▶ **Data for this exercise**
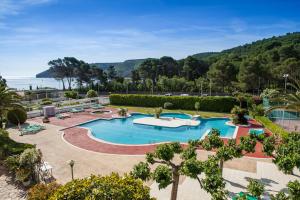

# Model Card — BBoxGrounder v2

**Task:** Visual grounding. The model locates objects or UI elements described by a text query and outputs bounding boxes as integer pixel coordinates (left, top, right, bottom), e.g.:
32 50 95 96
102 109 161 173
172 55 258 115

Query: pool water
80 113 235 145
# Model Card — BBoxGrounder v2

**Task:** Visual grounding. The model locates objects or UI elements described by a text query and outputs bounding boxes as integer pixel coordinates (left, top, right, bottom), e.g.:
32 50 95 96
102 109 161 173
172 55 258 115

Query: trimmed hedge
7 108 27 125
109 94 238 112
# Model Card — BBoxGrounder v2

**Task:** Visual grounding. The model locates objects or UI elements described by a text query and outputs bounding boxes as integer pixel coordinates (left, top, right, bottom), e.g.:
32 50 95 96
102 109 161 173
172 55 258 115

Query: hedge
7 108 27 125
109 94 238 112
255 116 288 138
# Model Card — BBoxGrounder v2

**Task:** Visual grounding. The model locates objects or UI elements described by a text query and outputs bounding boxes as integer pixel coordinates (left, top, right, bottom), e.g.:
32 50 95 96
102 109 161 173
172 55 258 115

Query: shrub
118 108 127 117
40 98 53 105
247 179 265 199
49 173 151 200
7 108 27 125
27 182 60 200
195 101 200 111
0 129 34 159
64 90 78 99
231 106 248 124
255 116 288 138
109 94 237 112
250 104 265 118
4 155 20 173
154 108 162 119
164 102 173 109
86 90 98 98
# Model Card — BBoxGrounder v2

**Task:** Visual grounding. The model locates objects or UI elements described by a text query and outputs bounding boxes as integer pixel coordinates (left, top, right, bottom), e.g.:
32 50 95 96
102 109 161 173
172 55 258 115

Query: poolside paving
8 110 299 200
60 110 270 158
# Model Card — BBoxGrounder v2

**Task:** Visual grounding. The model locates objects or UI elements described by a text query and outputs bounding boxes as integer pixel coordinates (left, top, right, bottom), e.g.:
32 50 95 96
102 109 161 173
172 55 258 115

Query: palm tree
0 86 23 122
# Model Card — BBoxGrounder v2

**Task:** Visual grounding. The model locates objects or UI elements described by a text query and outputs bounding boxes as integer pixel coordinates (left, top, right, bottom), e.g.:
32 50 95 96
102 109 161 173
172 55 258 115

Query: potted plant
43 116 50 123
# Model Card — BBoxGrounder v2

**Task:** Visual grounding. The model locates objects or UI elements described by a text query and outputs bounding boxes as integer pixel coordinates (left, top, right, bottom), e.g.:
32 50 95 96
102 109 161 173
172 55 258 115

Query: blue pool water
80 113 235 144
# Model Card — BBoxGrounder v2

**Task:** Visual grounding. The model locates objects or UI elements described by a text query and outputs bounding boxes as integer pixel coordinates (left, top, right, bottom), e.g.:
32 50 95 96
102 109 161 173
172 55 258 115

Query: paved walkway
0 164 26 200
150 162 300 200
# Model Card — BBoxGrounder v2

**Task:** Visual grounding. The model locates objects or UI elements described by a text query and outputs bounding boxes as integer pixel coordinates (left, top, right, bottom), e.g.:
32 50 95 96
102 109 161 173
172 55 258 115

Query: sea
4 77 67 90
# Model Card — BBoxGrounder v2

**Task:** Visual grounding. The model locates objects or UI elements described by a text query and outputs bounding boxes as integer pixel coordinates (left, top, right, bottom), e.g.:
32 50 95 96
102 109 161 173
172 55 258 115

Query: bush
40 98 53 106
231 106 248 124
86 90 98 98
164 102 173 109
7 108 27 125
255 116 288 138
118 108 127 117
27 182 60 200
247 179 265 199
195 101 200 111
49 173 151 200
109 94 238 112
0 129 34 159
64 90 78 99
250 104 265 118
154 108 162 119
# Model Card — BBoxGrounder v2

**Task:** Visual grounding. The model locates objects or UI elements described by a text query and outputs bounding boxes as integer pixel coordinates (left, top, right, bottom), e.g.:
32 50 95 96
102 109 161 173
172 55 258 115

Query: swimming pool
80 113 235 145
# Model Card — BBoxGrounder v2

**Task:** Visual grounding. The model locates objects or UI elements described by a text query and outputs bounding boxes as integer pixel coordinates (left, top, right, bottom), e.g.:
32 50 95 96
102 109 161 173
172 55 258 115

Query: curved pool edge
60 112 238 147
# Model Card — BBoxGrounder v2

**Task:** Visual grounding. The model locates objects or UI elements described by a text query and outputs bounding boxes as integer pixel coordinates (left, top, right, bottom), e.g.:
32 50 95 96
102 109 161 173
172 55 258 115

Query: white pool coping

▶ **Work to complete**
Locate each line above that contains the string "water" and copy those lines out; the match must be case-sensitive.

▶ **Task result**
Query: pool water
Query: blue pool water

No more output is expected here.